··· Data section
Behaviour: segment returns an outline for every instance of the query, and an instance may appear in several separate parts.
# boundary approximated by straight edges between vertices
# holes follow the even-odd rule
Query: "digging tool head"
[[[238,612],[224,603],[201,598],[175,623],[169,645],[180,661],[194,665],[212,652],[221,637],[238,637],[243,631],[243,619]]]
······
**Short task:**
Write out the data above word for word, keeping every line unchanged.

**The reply:**
Behaviour: segment returns an outline for every instance of the query, and an instance may appear in several separate parts.
# boundary approximated by straight edges between vertices
# holes follow the even-odd rule
Query: "digging tool head"
[[[238,612],[224,603],[201,598],[175,623],[169,645],[180,661],[194,665],[212,652],[221,637],[238,637],[243,631],[243,619]]]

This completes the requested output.